> _Text block_

***

Re: convertFormat and signaling NaN
On 2011-03-13 17:47:46 -0700, Dan Zuras IEEE wrote:
Some architectures (a la 8086 et al) load all operands
into a subsumptive or nearly typeless register. In
this case, double extended. All operations are carried
out in this 'type' which has a larger range & precision
than all supported basic types. In this case, when a
result is returned to memory a type conversion (either
implicit or explicit) of a particular format (thus,
formatOf) is required to fit the result into the
desired memory object.
Other architectures keep track of the type of operands
& must routinely deal with problems of heterogeneous
dyadic operations like single + double & the like.
Such architectures have rules for the type of results
& may or may not need to convert a result on store.
Our problem as a standards body was how to correct the
1985 oversight of not specifying language bindings &
still support both architectural styles.
formatOf was part of our solution.

***

> _Stored data_

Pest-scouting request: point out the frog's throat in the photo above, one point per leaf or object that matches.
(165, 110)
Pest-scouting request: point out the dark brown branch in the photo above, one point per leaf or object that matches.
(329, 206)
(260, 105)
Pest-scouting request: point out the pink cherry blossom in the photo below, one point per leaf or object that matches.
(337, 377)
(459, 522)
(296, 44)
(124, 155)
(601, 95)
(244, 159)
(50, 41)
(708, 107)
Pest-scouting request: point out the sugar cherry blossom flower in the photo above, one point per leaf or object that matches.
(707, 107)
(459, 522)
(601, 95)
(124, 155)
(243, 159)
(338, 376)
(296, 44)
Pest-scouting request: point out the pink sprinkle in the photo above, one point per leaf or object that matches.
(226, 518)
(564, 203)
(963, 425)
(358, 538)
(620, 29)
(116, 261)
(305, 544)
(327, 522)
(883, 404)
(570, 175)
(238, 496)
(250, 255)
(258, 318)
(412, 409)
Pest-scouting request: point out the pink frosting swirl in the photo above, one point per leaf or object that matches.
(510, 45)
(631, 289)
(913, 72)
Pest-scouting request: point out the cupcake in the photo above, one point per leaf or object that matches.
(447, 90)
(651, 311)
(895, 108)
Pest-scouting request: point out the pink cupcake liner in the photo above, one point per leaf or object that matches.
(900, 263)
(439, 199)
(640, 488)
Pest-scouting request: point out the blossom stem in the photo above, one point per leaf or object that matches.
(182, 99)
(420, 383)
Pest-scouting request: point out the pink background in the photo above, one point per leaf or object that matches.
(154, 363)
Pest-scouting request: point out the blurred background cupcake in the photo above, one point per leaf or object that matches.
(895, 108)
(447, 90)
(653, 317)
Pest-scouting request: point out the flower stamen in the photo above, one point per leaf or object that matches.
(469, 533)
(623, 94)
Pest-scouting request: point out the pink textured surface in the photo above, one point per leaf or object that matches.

***

> _Stated problem 1_
In the post on convertFormat and signaling NaN, on architectures like the 8086, in what type are all operations carried out?
> _Stated problem 2_
Update the post on convertFormat and signaling NaN: write out the stretch from "Other architectures keep" through "double & the like." again, changing "heterogeneous" to "mixed-type".
> _Stated problem 3_
Using the post on convertFormat and signaling NaN, say yes or no to each statement and quote the words that decide it: (a) The 1985 standard specified language bindings. (b) formatOf was part of the standards body's solution. (c) Architectures that track operand types always need to convert a result on store.

> _Final result 1_
Double extended.

> _Final result 2_
Other architectures keep track of the type of operands
& must routinely deal with problems of mixed-type
dyadic operations like single + double & the like.

> _Final result 3_
(a) No: "the 1985 oversight of not specifying language bindings"
(b) Yes: "formatOf was part of our solution."
(c) No: "may or may not need to convert a result on store"